# Source text
****
How can I calculate the error in a slope with variance in x and y values?

  • Context: Graduate 
  • Thread starter Thread starter Salish99
  • Start date Start date
  • Tags Tags
    Error Slope Variance
Click For Summary

Discussion Overview

The discussion revolves around methods for calculating the error in a slope derived from averaged x and y values that include standard deviations. Participants explore the implications of measurement errors, the use of ordinary least squares (OLS) regression, and alternative approaches to account for uncertainties in both x and y values.

Discussion Character

  • Exploratory
  • Technical explanation
  • Mathematical reasoning
  • Debate/contested

Main Points Raised

  • One participant seeks methods to calculate the error in a slope when using averaged values with standard deviations, questioning the adequacy of standard OLS regression.
  • Another participant suggests that OLS is unbiased but may be inefficient for grouped data, proposing the use of weighted least squares if group sizes are known.
  • Concerns are raised about measurement error in x values, with a suggestion to simulate additional observations to mitigate issues arising from limited data.
  • A participant expresses interest in converting deviations in x-values into independent y-values and questions the validity of a proposed method for estimating standard error using extreme values.
  • Further inquiries are made about the calculations of slope and intercept standard deviations in Excel's LINEST function, including confusion over the relationship between the standard deviation of the intercept and its value.
  • Discussion includes a comparison of results from forcing the slope through zero versus adding a point at the origin, highlighting discrepancies in the slope and intercept values obtained.

Areas of Agreement / Disagreement

Participants express differing views on how to handle uncertainties in x and y values, with no consensus reached on the best approach for calculating the error in the slope. The discussion remains unresolved regarding the most appropriate methods and calculations.
****
# Provided records

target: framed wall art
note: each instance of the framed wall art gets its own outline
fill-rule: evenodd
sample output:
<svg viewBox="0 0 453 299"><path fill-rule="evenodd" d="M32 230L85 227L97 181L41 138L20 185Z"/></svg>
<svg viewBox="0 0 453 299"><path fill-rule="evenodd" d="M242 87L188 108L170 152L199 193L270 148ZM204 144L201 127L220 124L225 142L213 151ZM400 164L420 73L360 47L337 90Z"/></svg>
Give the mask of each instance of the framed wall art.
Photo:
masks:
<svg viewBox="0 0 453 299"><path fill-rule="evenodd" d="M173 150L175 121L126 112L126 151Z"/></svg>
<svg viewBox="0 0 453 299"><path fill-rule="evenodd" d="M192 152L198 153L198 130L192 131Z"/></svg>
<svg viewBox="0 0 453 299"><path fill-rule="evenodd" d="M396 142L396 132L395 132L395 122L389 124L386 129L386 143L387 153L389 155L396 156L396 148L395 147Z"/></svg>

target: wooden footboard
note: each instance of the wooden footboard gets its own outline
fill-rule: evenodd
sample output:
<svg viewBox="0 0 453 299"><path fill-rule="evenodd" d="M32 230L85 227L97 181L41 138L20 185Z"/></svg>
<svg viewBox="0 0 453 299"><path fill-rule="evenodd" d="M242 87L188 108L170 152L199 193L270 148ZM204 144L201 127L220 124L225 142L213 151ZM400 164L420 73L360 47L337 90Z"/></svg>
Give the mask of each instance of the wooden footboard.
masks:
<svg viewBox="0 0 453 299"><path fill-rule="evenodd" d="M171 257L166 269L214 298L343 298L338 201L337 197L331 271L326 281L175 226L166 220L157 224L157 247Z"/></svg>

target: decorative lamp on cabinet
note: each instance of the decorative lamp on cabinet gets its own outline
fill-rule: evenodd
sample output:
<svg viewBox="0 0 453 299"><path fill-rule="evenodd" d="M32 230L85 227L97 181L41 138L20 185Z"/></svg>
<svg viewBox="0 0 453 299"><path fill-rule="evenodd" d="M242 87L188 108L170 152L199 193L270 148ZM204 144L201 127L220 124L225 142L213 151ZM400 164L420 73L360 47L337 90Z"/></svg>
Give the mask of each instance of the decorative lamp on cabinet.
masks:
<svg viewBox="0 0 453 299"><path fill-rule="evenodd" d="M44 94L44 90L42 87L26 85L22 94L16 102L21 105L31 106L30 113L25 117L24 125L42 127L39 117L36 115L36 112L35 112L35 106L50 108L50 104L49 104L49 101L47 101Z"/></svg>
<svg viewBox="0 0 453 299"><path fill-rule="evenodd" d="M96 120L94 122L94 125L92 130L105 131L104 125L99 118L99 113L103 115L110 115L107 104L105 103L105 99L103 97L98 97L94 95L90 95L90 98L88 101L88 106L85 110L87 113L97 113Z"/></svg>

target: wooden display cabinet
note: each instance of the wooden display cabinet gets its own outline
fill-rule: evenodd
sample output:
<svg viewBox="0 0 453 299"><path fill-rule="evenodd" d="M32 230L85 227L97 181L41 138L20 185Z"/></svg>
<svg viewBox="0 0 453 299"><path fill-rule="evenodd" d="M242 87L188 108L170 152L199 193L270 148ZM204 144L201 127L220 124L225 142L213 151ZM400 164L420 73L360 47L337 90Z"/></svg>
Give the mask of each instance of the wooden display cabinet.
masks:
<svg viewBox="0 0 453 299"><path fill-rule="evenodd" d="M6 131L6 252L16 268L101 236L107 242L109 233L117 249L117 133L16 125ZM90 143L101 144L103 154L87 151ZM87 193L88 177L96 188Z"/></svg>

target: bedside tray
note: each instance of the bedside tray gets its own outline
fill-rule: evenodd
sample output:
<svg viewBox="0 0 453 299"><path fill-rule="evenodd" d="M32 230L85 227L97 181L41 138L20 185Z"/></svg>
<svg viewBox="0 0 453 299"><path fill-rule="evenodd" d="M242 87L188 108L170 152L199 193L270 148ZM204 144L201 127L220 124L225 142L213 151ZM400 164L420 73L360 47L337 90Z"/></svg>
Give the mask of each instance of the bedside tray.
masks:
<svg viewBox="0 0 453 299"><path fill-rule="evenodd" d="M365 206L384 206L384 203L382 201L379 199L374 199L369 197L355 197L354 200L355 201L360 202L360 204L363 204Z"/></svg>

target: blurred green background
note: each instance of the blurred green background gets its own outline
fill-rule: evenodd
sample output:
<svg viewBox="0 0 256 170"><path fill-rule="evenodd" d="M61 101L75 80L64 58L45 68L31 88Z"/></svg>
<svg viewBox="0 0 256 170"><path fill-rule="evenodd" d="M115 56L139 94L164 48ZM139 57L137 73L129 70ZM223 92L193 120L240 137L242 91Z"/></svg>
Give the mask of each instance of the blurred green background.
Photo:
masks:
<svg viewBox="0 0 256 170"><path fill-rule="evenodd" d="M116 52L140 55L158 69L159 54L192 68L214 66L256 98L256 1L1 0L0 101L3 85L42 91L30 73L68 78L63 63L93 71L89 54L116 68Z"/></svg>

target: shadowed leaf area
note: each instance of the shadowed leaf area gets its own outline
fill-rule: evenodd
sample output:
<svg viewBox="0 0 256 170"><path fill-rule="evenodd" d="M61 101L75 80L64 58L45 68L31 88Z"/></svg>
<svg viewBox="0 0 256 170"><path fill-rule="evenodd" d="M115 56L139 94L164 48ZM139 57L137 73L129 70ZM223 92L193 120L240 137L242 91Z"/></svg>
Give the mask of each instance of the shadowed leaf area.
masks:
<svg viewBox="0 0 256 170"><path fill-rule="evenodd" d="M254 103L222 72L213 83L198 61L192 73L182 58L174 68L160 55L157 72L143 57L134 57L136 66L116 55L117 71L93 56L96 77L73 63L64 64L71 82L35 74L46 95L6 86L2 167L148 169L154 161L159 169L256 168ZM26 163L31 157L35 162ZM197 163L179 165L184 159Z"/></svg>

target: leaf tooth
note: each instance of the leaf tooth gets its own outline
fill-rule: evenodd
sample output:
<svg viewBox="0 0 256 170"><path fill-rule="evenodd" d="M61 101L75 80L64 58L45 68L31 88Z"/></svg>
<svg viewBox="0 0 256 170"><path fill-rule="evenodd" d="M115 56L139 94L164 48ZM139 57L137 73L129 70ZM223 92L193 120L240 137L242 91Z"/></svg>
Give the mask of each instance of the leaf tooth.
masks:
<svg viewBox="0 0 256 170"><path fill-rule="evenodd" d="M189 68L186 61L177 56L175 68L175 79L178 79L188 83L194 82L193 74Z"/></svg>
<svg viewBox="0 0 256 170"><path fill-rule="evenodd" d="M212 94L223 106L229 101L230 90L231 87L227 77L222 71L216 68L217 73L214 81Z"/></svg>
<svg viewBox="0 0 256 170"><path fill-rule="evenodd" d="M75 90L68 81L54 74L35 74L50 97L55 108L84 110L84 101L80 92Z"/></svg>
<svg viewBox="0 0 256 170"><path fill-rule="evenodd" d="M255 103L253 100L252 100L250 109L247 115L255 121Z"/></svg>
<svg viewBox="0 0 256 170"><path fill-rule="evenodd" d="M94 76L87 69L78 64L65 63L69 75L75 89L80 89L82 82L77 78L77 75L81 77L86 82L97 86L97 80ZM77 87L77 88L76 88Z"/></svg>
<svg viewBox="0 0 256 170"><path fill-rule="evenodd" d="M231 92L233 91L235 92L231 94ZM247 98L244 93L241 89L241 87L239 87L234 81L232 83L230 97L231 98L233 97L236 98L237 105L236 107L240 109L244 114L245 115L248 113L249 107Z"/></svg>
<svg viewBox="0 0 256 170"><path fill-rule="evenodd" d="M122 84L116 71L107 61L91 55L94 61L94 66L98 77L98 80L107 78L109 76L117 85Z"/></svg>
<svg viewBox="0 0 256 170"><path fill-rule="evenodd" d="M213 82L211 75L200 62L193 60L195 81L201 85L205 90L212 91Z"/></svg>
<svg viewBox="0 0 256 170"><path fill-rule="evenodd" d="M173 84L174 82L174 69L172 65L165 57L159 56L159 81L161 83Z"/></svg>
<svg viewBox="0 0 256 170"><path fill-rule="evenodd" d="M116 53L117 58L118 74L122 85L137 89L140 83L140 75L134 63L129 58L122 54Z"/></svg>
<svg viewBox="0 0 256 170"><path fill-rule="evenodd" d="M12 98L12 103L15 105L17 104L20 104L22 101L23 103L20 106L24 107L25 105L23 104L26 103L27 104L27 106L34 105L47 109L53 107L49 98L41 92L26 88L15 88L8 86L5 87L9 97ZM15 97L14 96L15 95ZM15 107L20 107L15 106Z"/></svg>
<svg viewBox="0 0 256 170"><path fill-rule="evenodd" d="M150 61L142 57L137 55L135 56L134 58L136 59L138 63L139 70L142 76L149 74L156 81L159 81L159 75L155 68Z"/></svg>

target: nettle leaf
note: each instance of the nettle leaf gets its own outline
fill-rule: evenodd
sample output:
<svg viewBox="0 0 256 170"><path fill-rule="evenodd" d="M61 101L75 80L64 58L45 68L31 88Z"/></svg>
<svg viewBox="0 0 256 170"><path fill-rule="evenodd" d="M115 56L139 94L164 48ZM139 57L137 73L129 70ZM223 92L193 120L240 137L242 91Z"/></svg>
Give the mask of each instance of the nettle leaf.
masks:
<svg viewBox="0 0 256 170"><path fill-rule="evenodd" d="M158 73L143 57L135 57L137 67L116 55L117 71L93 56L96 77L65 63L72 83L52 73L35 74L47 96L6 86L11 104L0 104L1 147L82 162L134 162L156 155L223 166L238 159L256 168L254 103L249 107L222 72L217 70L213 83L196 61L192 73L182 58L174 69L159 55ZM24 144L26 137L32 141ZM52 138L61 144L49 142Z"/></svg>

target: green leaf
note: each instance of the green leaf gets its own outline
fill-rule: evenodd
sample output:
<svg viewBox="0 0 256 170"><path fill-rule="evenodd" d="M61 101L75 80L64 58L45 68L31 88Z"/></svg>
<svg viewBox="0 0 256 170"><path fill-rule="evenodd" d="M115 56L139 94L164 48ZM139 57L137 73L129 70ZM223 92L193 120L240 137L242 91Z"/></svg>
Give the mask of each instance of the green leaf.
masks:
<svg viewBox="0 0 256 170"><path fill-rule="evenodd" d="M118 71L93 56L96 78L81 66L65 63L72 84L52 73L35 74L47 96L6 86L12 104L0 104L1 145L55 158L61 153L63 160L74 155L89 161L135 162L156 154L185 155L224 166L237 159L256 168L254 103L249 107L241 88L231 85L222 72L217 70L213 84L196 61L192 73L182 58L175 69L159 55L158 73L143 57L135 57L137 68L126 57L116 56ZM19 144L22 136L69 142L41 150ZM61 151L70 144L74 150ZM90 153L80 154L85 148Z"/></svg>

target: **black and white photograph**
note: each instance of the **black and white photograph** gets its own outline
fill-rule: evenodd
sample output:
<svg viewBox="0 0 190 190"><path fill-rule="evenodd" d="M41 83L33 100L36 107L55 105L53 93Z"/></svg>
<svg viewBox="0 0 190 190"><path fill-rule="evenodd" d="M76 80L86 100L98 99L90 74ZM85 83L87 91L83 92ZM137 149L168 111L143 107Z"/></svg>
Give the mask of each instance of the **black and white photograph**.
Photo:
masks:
****
# Stated problem
Print the part of the forum thread that starts with "Main Points Raised" and goes on through "sizes are known.", word for word. The material has nothing to do with the forum thread.

# Exercise solution
Main Points Raised

  • One participant seeks methods to calculate the error in a slope when using averaged values with standard deviations, questioning the adequacy of standard OLS regression.
  • Another participant suggests that OLS is unbiased but may be inefficient for grouped data, proposing the use of weighted least squares if group sizes are known.